■ **WHAT THE EXERCISE ASKS**:
An exact copy of the entries is needed, with every picture left out.

■ **DATA PROVIDED**:
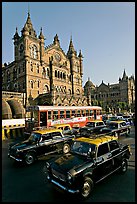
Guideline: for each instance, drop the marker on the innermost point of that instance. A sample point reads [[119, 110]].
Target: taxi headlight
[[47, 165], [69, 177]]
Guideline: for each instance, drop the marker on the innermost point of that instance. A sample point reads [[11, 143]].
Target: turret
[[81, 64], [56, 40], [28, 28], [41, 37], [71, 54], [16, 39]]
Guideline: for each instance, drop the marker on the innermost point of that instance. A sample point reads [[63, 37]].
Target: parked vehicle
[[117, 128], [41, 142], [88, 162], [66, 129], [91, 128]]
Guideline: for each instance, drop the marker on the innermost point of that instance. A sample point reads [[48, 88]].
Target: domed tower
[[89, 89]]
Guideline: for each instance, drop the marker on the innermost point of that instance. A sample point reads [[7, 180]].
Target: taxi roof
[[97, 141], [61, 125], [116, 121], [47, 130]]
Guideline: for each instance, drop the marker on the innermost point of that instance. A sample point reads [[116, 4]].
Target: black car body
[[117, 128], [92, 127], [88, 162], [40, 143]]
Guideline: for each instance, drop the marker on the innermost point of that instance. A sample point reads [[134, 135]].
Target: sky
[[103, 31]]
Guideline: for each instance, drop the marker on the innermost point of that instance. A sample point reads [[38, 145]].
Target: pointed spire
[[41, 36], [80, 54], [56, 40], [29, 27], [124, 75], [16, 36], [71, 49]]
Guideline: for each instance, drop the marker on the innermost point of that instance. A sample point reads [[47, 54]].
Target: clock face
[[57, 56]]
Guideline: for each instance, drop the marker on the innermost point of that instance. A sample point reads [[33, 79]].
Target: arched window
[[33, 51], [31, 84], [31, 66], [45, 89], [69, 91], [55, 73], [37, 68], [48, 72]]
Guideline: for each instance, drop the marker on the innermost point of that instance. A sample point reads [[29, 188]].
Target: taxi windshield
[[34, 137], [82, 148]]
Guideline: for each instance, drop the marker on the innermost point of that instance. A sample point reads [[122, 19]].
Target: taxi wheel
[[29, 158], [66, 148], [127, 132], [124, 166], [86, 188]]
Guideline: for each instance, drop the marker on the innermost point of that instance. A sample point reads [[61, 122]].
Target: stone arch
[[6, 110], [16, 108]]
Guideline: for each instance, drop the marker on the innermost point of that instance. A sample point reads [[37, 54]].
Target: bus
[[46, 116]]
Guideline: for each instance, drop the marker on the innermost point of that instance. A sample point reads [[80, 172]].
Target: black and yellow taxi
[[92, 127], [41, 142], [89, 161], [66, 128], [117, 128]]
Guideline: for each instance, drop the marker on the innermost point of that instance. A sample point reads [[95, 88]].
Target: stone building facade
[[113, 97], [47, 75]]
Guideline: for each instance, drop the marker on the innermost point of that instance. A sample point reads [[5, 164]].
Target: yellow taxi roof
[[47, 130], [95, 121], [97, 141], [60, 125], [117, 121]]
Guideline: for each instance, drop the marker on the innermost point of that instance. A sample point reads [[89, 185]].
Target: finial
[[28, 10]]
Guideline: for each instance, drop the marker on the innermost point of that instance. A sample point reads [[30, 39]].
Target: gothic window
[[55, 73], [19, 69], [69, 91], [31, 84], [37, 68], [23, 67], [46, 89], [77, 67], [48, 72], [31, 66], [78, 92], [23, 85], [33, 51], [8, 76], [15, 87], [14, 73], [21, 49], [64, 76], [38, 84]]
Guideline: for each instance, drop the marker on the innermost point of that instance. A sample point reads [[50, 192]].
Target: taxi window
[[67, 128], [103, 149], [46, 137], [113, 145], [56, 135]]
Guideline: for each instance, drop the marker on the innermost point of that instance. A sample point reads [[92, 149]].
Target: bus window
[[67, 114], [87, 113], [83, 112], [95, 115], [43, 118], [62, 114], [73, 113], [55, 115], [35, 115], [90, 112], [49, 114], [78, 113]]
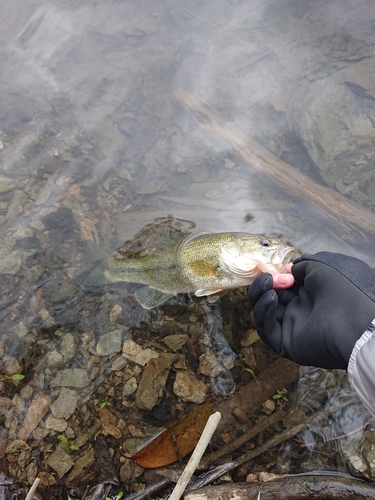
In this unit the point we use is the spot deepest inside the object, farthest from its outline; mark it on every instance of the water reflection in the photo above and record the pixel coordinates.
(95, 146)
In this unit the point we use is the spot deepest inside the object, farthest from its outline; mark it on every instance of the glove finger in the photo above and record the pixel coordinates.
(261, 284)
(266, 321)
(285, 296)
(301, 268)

■ **WRITTEN SOLUTION**:
Guideline: for each instance, drop the marker on the innermost point of that instance. A sample point reads [[119, 110]].
Target: taxi headlight
[[47, 165], [69, 177]]
Guideline: for each instance, drop the marker on the innermost point of that instance. A sample point reads [[11, 143]].
Target: turret
[[81, 64], [56, 40], [28, 28], [41, 37], [71, 54], [16, 39]]
Guideline: for each instance, drop the marker on the innermost point of that instance. A sample point reads [[63, 37]].
Target: parked vehicle
[[117, 128], [41, 142], [88, 162], [66, 129], [91, 128]]
Guideline: for each instance, drop the marker on the innermost point of that instance. A sample point reads [[48, 88]].
Target: domed tower
[[89, 89]]
Guideline: for each instance, drop the marker on the innermost point of that instance. A sample point reads [[7, 180]].
Target: taxi roof
[[97, 141], [61, 125], [116, 121], [47, 130]]
Guideline: for each instance, drop the marker on the innermost point of that instance. A sample point reads [[116, 4]].
Target: black car body
[[117, 128], [92, 127], [88, 162], [40, 143]]
Guideline: for each instance, drop the marker on the innermost point of that instance. A sample point reads [[134, 135]].
Target: sky
[[103, 31]]
Guideline: for each instance, drop the marker on the innermost point of that instance. A sample point reads [[38, 145]].
Target: pointed spire
[[41, 36], [80, 54], [56, 40], [29, 27], [124, 75], [16, 36], [71, 49]]
Guideline: for each instance, drop the marker on the innermost point of that instance. A sample point reads [[47, 54]].
Target: clock face
[[57, 56]]
Guideline: for each instance, drop the marker on the innermost point of that instance. A sample point reads [[33, 79]].
Target: arched window
[[33, 51], [31, 84], [31, 66], [45, 89], [69, 91], [55, 73], [37, 68], [48, 72]]
Guideline: for each instance, drop the marker on the innermost point of that instance. A sample point reads [[29, 188]].
Target: taxi windshield
[[34, 137], [82, 148]]
Guideline: for each instance, drop the marker on the innermost point of that instance. A sample point reads [[122, 19]].
Target: taxi wheel
[[29, 158], [66, 148], [127, 132], [124, 166], [86, 188]]
Guideline: for each instance, drop the marker on the innermost point of that instance. A sample point reads [[61, 122]].
Target: stone arch
[[6, 110], [16, 108]]
Guideline: for each instance, drop the marker on the innermost point of that instance. A sample point reads [[37, 54]].
Target: bus
[[46, 116]]
Guideline: for each instance, drop the marker on the innermost point of that instance. A sample point reads [[80, 172]].
Target: black and yellow taxi
[[92, 127], [41, 142], [89, 161], [66, 128], [117, 128]]
Guideline: for each instance, drop the marker on the innermost point of that instance. A sample point reads [[95, 88]].
Target: stone building facade
[[113, 97], [47, 75]]
Guideline: for each instance, drop the marker on the innermost point of that instance. A sample point reads [[5, 164]].
Target: yellow taxi roof
[[47, 130], [95, 121], [97, 141], [60, 125], [117, 121]]
Guideline: for each instance, drop the marker on the innermost point of that instance. A sample point reads [[89, 185]].
Target: finial
[[28, 10]]
Guideline: for each instance, drop the marker on the innermost point of that instance. A sample point reads [[30, 39]].
Target: gothic window
[[55, 73], [19, 69], [69, 91], [31, 84], [37, 68], [23, 67], [46, 89], [77, 67], [48, 72], [31, 66], [78, 92], [23, 85], [33, 51], [8, 76], [15, 87], [14, 73], [21, 49], [64, 76], [38, 84]]
Guideline: for each instance, drop the marker on the innermost point of that instance. A sample point reads [[50, 192]].
Target: taxi window
[[67, 128], [103, 149], [46, 137], [113, 145], [56, 135]]
Guideline: for each instance, drop the marker on the innermost point of that instance. A sample point reads [[92, 149]].
Target: bus window
[[67, 114], [87, 113], [83, 112], [95, 115], [43, 118], [62, 114], [73, 113], [55, 115], [35, 115], [90, 112], [49, 114], [78, 113]]
In this unit the point we use is the spot deepest inside the object, farthest from its outline; mark it on every instance of the water reflection in the photo above and record the pixel coordinates.
(95, 146)
In this unit the point we use is the spot deepest inside the object, farthest from its outline; mark it on every instance of the glove finger in the photo above and record the pixel coordinates.
(261, 284)
(266, 321)
(285, 296)
(301, 268)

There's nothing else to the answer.